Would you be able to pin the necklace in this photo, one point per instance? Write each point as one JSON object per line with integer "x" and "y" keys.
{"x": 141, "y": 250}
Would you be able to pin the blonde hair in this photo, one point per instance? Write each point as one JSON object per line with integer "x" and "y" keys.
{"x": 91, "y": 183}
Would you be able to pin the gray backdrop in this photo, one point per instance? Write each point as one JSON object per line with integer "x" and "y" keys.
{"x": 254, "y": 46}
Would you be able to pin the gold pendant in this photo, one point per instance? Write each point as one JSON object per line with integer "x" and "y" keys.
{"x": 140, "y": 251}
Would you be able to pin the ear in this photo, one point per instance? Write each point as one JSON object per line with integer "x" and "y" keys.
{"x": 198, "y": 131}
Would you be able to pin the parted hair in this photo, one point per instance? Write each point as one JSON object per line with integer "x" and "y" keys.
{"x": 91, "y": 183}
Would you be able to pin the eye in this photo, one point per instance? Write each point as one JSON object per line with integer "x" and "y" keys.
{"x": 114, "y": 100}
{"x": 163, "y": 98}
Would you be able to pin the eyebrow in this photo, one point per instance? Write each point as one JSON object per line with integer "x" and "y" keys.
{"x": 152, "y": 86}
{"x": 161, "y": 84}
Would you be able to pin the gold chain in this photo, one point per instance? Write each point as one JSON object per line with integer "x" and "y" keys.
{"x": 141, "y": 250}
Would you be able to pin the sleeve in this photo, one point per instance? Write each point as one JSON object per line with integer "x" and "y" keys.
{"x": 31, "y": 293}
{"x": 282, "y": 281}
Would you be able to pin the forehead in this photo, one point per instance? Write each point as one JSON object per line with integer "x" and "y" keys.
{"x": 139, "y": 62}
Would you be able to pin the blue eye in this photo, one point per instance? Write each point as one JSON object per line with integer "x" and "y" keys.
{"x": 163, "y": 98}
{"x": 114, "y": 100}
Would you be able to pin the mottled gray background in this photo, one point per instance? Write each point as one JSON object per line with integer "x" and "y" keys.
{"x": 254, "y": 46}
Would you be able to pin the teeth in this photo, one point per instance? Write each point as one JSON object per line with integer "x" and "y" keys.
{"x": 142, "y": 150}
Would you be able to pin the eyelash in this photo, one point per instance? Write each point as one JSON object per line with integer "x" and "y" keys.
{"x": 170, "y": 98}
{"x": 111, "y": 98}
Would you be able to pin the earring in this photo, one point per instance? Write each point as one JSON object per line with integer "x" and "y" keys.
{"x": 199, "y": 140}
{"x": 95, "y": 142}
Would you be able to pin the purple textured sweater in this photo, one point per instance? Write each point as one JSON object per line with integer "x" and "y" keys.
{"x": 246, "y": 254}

__STATED GOAL__. Return exactly the lines from the line bearing "Would you be able to pin the gold chain" to the end of the records, inclusive of both; include no other lines.

__RESULT FOR THIS EXERCISE__.
Would you be able to pin the gold chain in this photo, one point per instance? Write each point as one JSON object per line with integer "x" and "y" keys.
{"x": 141, "y": 250}
Would you be able to pin the sleeve in this photo, one point per instance? Write each point as one JSON object per line with integer "x" and "y" keys.
{"x": 31, "y": 293}
{"x": 282, "y": 281}
Would you be able to pin the forehead in this photo, one point per instance? Write each point as one JSON object per line with integer "x" and "y" keys.
{"x": 139, "y": 62}
Would you be able to pin the blue eye in this photo, one point per instance? Write each point as one JSON object per line with integer "x" and "y" keys.
{"x": 163, "y": 98}
{"x": 114, "y": 100}
Would you be able to pin the mottled gray background in this photo, one point per instance? Write each point as one JSON object per line with integer "x" and "y" keys.
{"x": 254, "y": 46}
Would you be able to pin the teeth in this photo, one point per instance? Write each point as one JSON object per line with integer "x" and "y" keys.
{"x": 142, "y": 150}
Would you be able to pin the eyelash in this photo, one point per instance? Write each point as one JSON object per line with integer "x" and "y" keys.
{"x": 170, "y": 98}
{"x": 111, "y": 98}
Would you be able to pin the earring in this photo, one point per instance? Write each point as one JSON object per line with integer "x" and "y" keys.
{"x": 199, "y": 140}
{"x": 95, "y": 142}
Would you be able to pin the purple textured sweater in this photo, one point per instance? Write each point as one JSON object per line with integer "x" and "y" keys.
{"x": 246, "y": 254}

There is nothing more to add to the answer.